» What is expected
Without changing a character, return the entries, but not the images they hold.

------

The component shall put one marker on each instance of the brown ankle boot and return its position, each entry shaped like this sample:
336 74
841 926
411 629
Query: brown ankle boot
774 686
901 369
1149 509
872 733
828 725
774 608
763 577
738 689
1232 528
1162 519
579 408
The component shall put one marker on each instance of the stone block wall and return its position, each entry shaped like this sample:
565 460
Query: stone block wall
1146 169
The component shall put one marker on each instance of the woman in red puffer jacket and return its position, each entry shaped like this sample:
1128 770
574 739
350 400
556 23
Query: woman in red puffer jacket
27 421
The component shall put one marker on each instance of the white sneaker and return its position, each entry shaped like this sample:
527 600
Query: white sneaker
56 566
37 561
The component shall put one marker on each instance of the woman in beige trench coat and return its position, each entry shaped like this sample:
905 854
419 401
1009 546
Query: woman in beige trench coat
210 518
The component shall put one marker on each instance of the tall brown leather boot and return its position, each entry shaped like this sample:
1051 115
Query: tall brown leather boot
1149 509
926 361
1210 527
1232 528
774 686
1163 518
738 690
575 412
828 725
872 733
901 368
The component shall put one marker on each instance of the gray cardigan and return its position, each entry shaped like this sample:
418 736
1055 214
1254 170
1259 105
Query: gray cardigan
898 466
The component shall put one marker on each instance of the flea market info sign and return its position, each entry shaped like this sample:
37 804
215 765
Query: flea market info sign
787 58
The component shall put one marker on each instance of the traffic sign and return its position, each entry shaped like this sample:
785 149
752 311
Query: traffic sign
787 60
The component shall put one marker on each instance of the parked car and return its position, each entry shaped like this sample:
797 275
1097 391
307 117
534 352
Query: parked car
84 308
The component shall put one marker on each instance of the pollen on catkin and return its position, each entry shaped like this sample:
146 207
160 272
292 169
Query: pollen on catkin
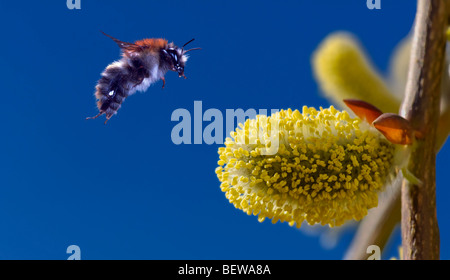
328 167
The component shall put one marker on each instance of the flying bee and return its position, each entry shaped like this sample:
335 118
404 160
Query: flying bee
143 63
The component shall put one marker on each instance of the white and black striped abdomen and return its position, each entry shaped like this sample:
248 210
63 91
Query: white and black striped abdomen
119 80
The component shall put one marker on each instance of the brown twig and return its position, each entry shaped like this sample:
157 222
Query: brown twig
420 231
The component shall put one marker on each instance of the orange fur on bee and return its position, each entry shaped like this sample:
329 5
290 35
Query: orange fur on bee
152 45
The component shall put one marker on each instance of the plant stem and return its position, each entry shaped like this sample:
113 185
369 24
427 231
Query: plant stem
420 231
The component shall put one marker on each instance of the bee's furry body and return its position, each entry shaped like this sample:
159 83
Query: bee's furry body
143 63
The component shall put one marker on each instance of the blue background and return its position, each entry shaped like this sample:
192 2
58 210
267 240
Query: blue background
124 190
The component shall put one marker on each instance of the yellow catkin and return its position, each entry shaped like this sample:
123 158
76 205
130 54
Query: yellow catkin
328 167
343 72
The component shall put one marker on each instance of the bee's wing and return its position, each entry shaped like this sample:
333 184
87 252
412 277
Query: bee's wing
124 45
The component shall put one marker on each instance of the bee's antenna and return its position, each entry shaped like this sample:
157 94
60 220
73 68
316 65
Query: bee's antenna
194 49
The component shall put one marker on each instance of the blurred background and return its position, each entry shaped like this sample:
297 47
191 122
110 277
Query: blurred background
125 190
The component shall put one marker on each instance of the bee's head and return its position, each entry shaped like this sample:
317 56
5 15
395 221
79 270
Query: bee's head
176 57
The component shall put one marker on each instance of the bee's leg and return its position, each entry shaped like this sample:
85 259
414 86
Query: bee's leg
107 119
98 115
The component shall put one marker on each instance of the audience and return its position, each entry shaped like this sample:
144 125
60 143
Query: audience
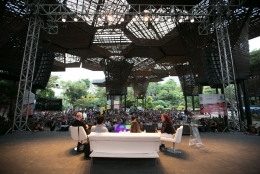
167 129
99 128
135 127
78 121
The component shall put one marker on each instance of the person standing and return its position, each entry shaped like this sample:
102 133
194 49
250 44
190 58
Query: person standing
167 129
78 121
99 128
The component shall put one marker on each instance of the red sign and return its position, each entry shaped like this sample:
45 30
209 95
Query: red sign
219 108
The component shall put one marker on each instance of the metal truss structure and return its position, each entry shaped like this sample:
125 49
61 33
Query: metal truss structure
139 34
27 73
226 58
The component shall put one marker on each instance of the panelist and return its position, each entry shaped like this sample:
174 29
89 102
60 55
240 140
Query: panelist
135 127
78 121
99 128
167 129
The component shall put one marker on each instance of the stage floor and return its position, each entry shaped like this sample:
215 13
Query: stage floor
52 152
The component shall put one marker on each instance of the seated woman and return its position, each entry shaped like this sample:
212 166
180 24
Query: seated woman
135 127
167 129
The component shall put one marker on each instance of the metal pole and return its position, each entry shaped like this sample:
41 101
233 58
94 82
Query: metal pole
225 55
27 72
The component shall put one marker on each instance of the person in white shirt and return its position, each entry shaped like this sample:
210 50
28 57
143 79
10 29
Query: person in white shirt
99 128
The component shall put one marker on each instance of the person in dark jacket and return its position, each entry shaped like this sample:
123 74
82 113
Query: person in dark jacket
167 129
78 122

------

» Answer below
The component shall put one marker on each instance of the brown ankle boot and return its position, each entry shaped like this sample:
336 74
841 926
411 629
Query: brown ankle boot
774 686
901 369
1149 509
872 733
828 725
774 608
763 577
738 689
1232 528
1162 519
579 408
The component shall put one marker on each instance of the stone block wall and return its position, each entry shaped like this sample:
565 460
Query: stone block wall
1146 169
The component shall put one marker on each instance of the woman in red puffer jacket and return its position, each entry shaped like this sample:
1128 770
574 739
350 400
556 23
Query: woman in red puffer jacket
27 421
The component shall put one marker on each instance of the white sneaker and return its position, each entry shaped like this sample:
527 600
Query: white sneaker
56 566
37 561
The component shall put one marker on each instance of the woman in beige trench coat and return its position, each entry shaped like this sample:
905 854
419 401
1009 546
Query: woman in beige trench coat
210 518
The component shall put one marker on each instance of the tall brown leather boot and return its position, each entry shaped like this sample:
1051 115
Query: tall brown leather boot
1149 509
926 361
1210 527
1232 528
774 686
1163 518
738 690
575 412
828 725
872 733
901 368
The component shall put one marker on each instance of the gray cardigan and return its position, each entry shaped like this sample:
418 736
1055 214
1254 170
1259 105
Query: gray cardigan
898 466
The component shall put one marker on each instance of the flea market info sign and return its position, each entry shaped like this sample:
37 804
215 765
Query: flea market info sign
787 58
The component shall put one marker on each instance of the traffic sign and return its position, each entry shaped like this sample:
785 149
752 311
Query: traffic sign
787 60
The component shall put one marker on each instance of the parked car and return its position, each entry shaped like this sample:
797 275
1097 391
307 117
534 352
Query: parked car
84 308
The component shall put one marker on each instance of the pollen on catkin and return its position, each entry shaped like this sample:
146 207
160 272
292 169
Query: pollen on catkin
328 167
The component shall put one marker on each instance of the flying bee and return its position, each entry shaped like this sample:
335 118
404 160
Query: flying bee
143 63
The component shall put one marker on each instance of the white and black striped abdomen and return its position, each entry shaped like this sample:
248 210
63 91
Query: white and black striped abdomen
119 80
The component shall put one marker on each instance of the brown twig and return its position, each entry shaped like this sample:
157 222
Query: brown twig
420 231
The component shall put one marker on each instance of the orange fur on bee and return its position, each entry shaped like this sample:
329 5
290 35
Query: orange fur on bee
152 45
The component shall put one marker on each instance of the plant stem and return its position, each entry shaped like this sample:
113 185
369 24
427 231
Query: plant stem
420 231
The component shall put one marker on each instance of the bee's furry body and return its position, each entry shaped like this sample:
159 83
Query: bee's furry body
143 63
The component shall put one marker on each instance of the blue background and return its position, each entry shaped like this sample:
192 2
58 210
267 240
Query: blue background
124 190
The component shall put one marker on each instance of the yellow catkin and return its position, each entry shaped like this sample:
123 158
76 205
130 54
Query: yellow catkin
328 167
343 72
The component shall put one marker on each instance of the bee's wing and return its position, each entry shaped like this sample:
333 184
87 252
412 277
Query: bee's wing
124 45
The component shall put one marker on each instance of the bee's antenna and return its position, each entry shaped like this sample:
157 94
60 220
73 68
316 65
Query: bee's antenna
194 49
The component shall put one marker on each instance of the blurred background and return its position, each entry shaped like this sample:
297 47
191 122
110 277
Query: blurred background
125 190
The component shall put one marker on each instance of the bee's head and return its position, each entry shaped like this sample:
317 56
5 15
395 221
79 270
Query: bee's head
176 57
The component shall put one marker on each instance of the bee's leg and return its position, each entry shaped like this sample:
85 259
414 86
Query: bee's leg
107 119
98 115
The component shall put one marker on each instance of the audience and return its position, each entry shaped like this sample:
144 125
60 143
Query: audience
167 129
99 128
135 127
78 121
The component shall put one marker on each instance of the person standing and return its position, each entry shaped like this sample:
102 133
194 49
250 44
190 58
Query: person standing
167 129
78 121
99 128
The component shall put one marker on each instance of the red sign and return its position, each entry shaped like this sample:
45 30
209 95
Query: red sign
219 108
The component shall put one marker on each instance of the metal truss structure and return its position, each entry shaped like this sample:
125 49
61 33
Query: metal truss structure
139 34
27 73
226 58
The component shall put one marker on each instance of the panelist and return its position, each entry shaped like this sample:
174 29
89 102
60 55
240 140
Query: panelist
135 127
78 121
99 128
167 129
The component shall put one marker on each instance of the stage floor and return its position, each entry shaped like this sample:
215 13
Query: stage floor
52 152
The component shall put one marker on each instance of the seated woman and return its position, each entry shaped like this sample:
212 166
180 24
Query: seated woman
135 127
167 129
The component shall put one marker on each instance of the metal pole and return its position, each entry shaped like this sample:
41 101
233 58
94 82
Query: metal pole
225 55
27 72
The component shall put one marker on each instance of the person in white shirt and return its position, each entry shaped like this sample:
210 50
28 57
143 79
10 29
Query: person in white shirt
99 128
The component shall put one marker on each instance of the person in dark jacket and return its position, each entry shaped like this sample:
123 74
82 113
Query: person in dark jacket
167 129
78 122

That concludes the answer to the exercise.